What is expected: Retype the whole listing below, character for character.

▼▼▼

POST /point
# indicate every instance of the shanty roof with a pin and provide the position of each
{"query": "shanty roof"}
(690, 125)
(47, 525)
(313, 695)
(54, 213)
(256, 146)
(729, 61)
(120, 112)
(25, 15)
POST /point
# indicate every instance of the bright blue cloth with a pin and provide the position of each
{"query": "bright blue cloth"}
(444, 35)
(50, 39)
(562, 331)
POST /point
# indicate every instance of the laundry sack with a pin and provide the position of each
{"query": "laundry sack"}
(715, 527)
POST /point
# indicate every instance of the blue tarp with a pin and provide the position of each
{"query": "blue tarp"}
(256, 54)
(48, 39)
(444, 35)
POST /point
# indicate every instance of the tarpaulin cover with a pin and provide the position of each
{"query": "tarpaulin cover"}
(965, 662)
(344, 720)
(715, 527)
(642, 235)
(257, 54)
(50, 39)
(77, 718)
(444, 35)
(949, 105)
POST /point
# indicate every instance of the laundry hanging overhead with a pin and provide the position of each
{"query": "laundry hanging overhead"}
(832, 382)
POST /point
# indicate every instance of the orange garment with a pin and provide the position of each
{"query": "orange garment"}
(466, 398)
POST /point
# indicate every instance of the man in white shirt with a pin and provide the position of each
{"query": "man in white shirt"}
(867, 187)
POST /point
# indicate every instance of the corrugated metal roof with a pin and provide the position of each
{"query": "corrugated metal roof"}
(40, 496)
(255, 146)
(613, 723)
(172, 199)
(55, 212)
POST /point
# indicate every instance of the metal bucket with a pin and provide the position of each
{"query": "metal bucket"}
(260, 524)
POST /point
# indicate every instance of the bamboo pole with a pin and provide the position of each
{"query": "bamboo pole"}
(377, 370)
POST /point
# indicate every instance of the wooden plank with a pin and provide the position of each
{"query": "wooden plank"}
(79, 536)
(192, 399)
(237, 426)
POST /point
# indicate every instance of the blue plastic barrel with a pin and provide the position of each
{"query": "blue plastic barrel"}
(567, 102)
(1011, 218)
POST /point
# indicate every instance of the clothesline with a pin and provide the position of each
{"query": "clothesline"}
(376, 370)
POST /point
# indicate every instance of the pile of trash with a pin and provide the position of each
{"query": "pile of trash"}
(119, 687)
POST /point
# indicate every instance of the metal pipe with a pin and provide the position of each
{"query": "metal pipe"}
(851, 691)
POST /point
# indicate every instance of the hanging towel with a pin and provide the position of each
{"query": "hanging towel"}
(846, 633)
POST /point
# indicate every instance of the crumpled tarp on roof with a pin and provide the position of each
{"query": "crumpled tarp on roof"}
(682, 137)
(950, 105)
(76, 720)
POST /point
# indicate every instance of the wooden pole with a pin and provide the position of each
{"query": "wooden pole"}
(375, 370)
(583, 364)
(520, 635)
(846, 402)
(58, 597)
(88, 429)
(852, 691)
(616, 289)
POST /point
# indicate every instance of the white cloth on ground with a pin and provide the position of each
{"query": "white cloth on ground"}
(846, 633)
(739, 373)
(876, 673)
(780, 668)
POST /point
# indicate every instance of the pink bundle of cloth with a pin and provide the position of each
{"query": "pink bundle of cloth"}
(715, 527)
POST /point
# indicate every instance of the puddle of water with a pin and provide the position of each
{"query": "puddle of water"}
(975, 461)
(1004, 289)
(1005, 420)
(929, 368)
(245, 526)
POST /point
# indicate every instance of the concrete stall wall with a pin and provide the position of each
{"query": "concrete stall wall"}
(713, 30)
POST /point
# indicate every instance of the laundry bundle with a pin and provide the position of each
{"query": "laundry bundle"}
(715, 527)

▲▲▲

Response to the exercise:
POST /point
# indicate every instance of the shanty roof with a pin and provide the position of each
{"query": "shanty roof"}
(690, 125)
(47, 525)
(313, 695)
(54, 213)
(256, 146)
(729, 61)
(120, 112)
(25, 15)
POST /point
# indicate every instance of the bright blue cloth with a pin and provide the position of each
{"query": "bright blue cloth"}
(444, 35)
(50, 39)
(562, 331)
POST /point
# indicate every instance of the laundry sack with a pin and provide the position of each
{"query": "laundry sack"}
(715, 527)
POST /point
# indicate every instance of the blue tarp with a pin and provide the position of each
{"query": "blue tarp"}
(256, 54)
(48, 39)
(444, 35)
POST /point
# indicate every instance of the tarpaulin cover with a pin and provide the position of each
{"query": "tarpaulin cover"}
(965, 662)
(344, 720)
(715, 527)
(642, 235)
(257, 54)
(50, 39)
(77, 718)
(444, 35)
(949, 105)
POST /point
# indicate every instance of the laundry hanging overhead with a pin and provide the position of each
{"query": "laundry hanging overhead"}
(832, 382)
POST /point
# indicate every instance of the orange garment with a pin and provide the position of each
{"query": "orange garment"}
(466, 398)
POST /point
# indicate every instance of the man in white shirt with a pin and provide the position of each
{"query": "man in white shirt"}
(867, 187)
POST /point
# indicate every instance of the corrugated metal roof with a pin and provide the position of each
{"query": "corrugated metal roof"}
(40, 496)
(255, 146)
(613, 723)
(172, 199)
(55, 212)
POST /point
# indicate every instance of the metal bucket with a pin and provide the position of each
{"query": "metal bucket"}
(260, 524)
POST /point
# indicate every instance of the bamboo pole with a pin and provide the position of each
{"query": "bamboo pole"}
(377, 370)
POST /point
# indicate every instance of the wooden plank with a pin and provide the position of each
{"query": "wooden plank"}
(79, 536)
(192, 399)
(237, 426)
POST /point
# indicate every instance of the blue plastic barrel with a pin and provide the position of each
{"query": "blue plastic barrel"}
(567, 102)
(1011, 218)
POST /point
# indicate every instance of the clothesline with a pin and provide the position of each
{"query": "clothesline"}
(376, 370)
POST /point
# indicate every instance of the pile of trash with a pin and provide the position of each
{"query": "pile of trash"}
(119, 687)
POST /point
# indicate every instance of the metal pipe with a pin and provide the position of each
{"query": "metal pipe"}
(851, 691)
POST /point
# indicate every instance of the hanging towel with a pin and provide the position of each
{"query": "hanging towel"}
(846, 633)
POST /point
# indicate every instance of the crumpled tarp on roof with a pin and provide the position of each
{"query": "crumpled tarp on roof"}
(682, 137)
(950, 105)
(76, 720)
POST /point
# indicate every instance of the wooden pole with a pin and provide the position of each
{"query": "wooden pole"}
(375, 370)
(583, 364)
(520, 635)
(846, 402)
(58, 597)
(88, 429)
(852, 691)
(616, 289)
POST /point
# indicate every instance of the white cloth on ground with a pin and provide the position of each
{"query": "white cloth on ground"}
(846, 633)
(739, 373)
(876, 673)
(780, 668)
POST /point
# indicate every instance of the pink bundle of cloth with a pin and provide the position of each
{"query": "pink bundle of cloth"}
(715, 527)
POST /point
# indicate every instance of the puddle of water with a pin and provide the position of each
{"query": "puddle of water"}
(975, 461)
(1004, 289)
(1005, 420)
(929, 368)
(245, 526)
POST /point
# indicate every instance of the concrete stall wall with a pin and provide the position of each
{"query": "concrete stall wall"}
(713, 30)
POST /point
# indicate every instance of the laundry bundle with a pin and provide the position of each
{"query": "laundry bundle"}
(715, 527)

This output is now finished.